§ Try it: Below are some records. Set each one down exactly as it reads.
====================
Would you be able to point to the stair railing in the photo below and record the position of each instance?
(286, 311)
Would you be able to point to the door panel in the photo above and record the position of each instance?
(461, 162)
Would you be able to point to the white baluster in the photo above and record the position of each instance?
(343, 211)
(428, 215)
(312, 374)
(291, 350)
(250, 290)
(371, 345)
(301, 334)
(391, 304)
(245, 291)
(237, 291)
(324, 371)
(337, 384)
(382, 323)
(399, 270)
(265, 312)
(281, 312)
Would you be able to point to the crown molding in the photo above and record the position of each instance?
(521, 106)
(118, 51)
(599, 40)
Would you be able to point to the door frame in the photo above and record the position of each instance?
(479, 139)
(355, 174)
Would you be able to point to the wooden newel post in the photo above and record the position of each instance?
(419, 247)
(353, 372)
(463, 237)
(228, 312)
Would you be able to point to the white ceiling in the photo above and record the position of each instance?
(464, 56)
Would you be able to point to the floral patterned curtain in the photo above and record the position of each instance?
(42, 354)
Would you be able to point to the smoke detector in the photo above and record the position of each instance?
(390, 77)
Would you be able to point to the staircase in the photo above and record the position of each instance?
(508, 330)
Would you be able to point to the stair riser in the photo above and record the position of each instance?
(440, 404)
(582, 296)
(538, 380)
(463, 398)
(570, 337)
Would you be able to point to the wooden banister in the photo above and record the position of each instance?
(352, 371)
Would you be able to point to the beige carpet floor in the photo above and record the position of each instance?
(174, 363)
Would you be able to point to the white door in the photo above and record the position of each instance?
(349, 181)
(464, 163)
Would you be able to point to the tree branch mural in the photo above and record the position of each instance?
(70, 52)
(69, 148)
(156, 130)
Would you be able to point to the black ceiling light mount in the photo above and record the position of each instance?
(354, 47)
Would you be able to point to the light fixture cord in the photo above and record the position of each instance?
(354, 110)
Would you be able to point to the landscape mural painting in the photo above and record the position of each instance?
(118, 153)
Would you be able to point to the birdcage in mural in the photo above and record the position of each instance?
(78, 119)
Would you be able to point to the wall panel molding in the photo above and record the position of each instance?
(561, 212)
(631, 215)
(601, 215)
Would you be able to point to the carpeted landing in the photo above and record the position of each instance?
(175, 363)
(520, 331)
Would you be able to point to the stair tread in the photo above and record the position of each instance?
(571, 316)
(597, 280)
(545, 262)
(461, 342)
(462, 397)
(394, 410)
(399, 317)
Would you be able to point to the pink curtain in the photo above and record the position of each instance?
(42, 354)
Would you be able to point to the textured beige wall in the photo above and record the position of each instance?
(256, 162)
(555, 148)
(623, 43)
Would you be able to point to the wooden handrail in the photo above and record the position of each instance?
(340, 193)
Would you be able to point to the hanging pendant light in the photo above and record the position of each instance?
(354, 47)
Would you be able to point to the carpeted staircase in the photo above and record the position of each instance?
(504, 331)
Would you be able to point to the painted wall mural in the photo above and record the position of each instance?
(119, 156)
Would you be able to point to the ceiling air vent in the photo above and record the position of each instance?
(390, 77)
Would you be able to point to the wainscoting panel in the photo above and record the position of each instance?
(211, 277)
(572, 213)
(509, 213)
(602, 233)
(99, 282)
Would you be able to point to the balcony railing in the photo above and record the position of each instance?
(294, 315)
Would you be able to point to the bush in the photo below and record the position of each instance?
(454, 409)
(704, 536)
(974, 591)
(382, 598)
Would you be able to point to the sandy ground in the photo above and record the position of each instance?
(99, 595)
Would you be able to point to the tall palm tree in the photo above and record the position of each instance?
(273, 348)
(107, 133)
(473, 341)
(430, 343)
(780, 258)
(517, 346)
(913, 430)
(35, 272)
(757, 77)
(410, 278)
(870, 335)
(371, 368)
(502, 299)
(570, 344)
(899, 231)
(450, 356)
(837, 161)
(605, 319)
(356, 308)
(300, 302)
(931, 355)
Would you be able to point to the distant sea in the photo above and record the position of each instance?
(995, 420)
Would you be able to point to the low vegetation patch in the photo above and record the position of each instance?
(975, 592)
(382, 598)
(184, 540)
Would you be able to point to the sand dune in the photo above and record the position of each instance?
====================
§ Response below:
Would you be able to point to the stair railing in the photo below and record the position of each instance?
(286, 311)
Would you be able to point to the door panel in the photo above and record the position of each instance?
(461, 162)
Would you be able to point to the white baluster in the photo above and record the position of each instance?
(343, 211)
(428, 215)
(312, 374)
(291, 350)
(250, 290)
(371, 345)
(301, 334)
(391, 304)
(245, 291)
(237, 291)
(324, 371)
(337, 384)
(382, 323)
(399, 270)
(265, 312)
(281, 312)
Would you be able to point to the crown molding in the photo above and record the position of each instance?
(521, 106)
(118, 51)
(599, 40)
Would you be able to point to the door frame in the photo above and record the position of each instance?
(479, 139)
(355, 174)
Would you be able to point to the wooden newel post in the photo above and record the position of each instance?
(419, 247)
(353, 372)
(463, 237)
(228, 312)
Would you be able to point to the white ceiling in the photo above and record the position of each instance?
(464, 56)
Would you be able to point to the floral patterned curtain in the photo above and record the position of each instance?
(42, 354)
Would you be able to point to the smoke detector in the photo above and record the position of each instance?
(390, 77)
Would you be able to point to the staircase in the photo above and record the position of each instance?
(508, 330)
Would you be able to point to the stair riser in the photo above and record the position of each instance?
(440, 404)
(582, 296)
(538, 380)
(463, 398)
(570, 337)
Would you be able to point to the wooden banister in the photo above and record the position of each instance?
(352, 371)
Would you be able to point to the beige carpet floor in the photo above and record the position of each instance?
(174, 363)
Would you be able to point to the white door in the photo above and record the position of each instance?
(349, 181)
(464, 163)
Would you be able to point to the tree branch mural in the photo above and record the position of each instance?
(70, 52)
(69, 148)
(156, 130)
Would you be able to point to the black ceiling light mount in the photo above and record the position of each instance?
(354, 47)
Would you be able to point to the light fixture cord in the photo above and record the position of each instance?
(354, 110)
Would you be able to point to the landscape mural painting in the photo above and record the position of each instance?
(118, 153)
Would you be able to point to the birdcage in mural in the photo above and record the position of each instance?
(78, 119)
Would you be able to point to the wall panel molding in the photo above and record the position of each instance?
(561, 212)
(631, 215)
(601, 215)
Would you be able to point to the carpeted landing in the photo above and record the position of each instance?
(175, 363)
(520, 331)
Would you be able to point to the stair tread in the photo above and record the position of each instance?
(571, 316)
(597, 280)
(545, 262)
(461, 342)
(462, 397)
(394, 410)
(399, 317)
Would you be able to point to the pink curtain in the photo above and record the position of each instance?
(42, 354)
Would you be able to point to the textured beige wall in the photo above and record the position of each instance?
(256, 162)
(555, 148)
(623, 43)
Would you be able to point to the wooden handrail in the photo above and record the position of each instance?
(340, 193)
Would you be able to point to the hanging pendant light in the photo above and record the position of each instance?
(354, 47)
Would you be able to point to the carpeted staircase in the photo above and record the position of each instance?
(504, 331)
Would you be able to point to the painted wall mural in the photo above and record the position of each instance?
(119, 156)
Would you be able to point to the ceiling air vent in the photo above and record the position of each instance?
(390, 77)
Would you be able to point to the wainscoting panel in the photo above and record the position of each instance?
(211, 277)
(572, 213)
(509, 213)
(602, 233)
(99, 282)
Would you be able to point to the balcony railing in the photo above and record the position of each instance?
(294, 315)
Would you be able to point to the bush in the photo below and record the position of each instance?
(454, 409)
(704, 536)
(974, 591)
(382, 598)
Would you be able to point to the sandy ground in the photo above and record the position of each instance?
(99, 595)
Would you be able to point to the tall palm tree in the photo above and record the position of each instance?
(273, 348)
(107, 133)
(473, 341)
(430, 343)
(780, 258)
(517, 346)
(913, 430)
(35, 272)
(757, 77)
(410, 278)
(870, 335)
(371, 368)
(502, 299)
(570, 344)
(899, 231)
(450, 356)
(837, 161)
(605, 319)
(356, 308)
(300, 302)
(931, 355)
Would you be able to point to the distant sea in the photo above and record the position of each instance?
(995, 420)
Would you be able to point to the low vegetation patch in the photo above and record the position of each instance?
(975, 592)
(382, 598)
(184, 540)
Would you be able to point to the sand dune in the photo above and record the position of each instance?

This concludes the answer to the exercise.